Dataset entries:
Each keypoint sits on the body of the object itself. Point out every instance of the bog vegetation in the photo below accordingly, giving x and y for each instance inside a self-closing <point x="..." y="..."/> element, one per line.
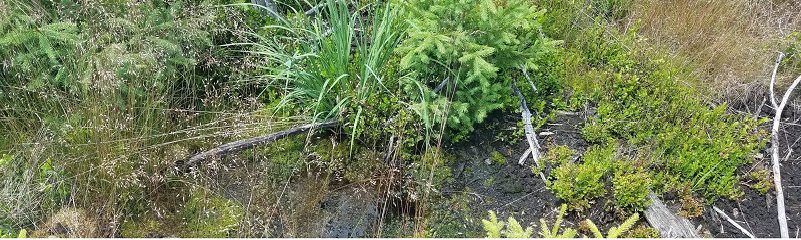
<point x="101" y="100"/>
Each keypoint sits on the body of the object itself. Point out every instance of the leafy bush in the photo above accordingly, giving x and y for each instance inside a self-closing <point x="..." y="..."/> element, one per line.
<point x="546" y="233"/>
<point x="631" y="188"/>
<point x="497" y="157"/>
<point x="761" y="181"/>
<point x="640" y="100"/>
<point x="578" y="184"/>
<point x="472" y="43"/>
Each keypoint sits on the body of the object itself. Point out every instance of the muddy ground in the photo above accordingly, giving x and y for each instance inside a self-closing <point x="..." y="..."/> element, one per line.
<point x="478" y="185"/>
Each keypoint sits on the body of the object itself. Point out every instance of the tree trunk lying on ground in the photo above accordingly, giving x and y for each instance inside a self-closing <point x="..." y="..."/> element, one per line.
<point x="241" y="145"/>
<point x="245" y="144"/>
<point x="774" y="145"/>
<point x="666" y="222"/>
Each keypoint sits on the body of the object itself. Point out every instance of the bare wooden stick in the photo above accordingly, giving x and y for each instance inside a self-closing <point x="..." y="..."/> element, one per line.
<point x="531" y="136"/>
<point x="666" y="222"/>
<point x="523" y="160"/>
<point x="241" y="145"/>
<point x="723" y="214"/>
<point x="774" y="142"/>
<point x="773" y="79"/>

■ Exercise requirements ■
All lines from the one containing "of the bare" through the last line of the data must be set down exactly. No other lines belong in the answer.

■ The answer ■
Each keypoint sits on the body of the object itself. Point out every instance of the bare wooden stick in the photo above accordingly, giving x and y for each instance inside a self-closing <point x="..." y="..."/> element, one per line.
<point x="531" y="136"/>
<point x="666" y="222"/>
<point x="523" y="160"/>
<point x="241" y="145"/>
<point x="723" y="214"/>
<point x="774" y="142"/>
<point x="773" y="79"/>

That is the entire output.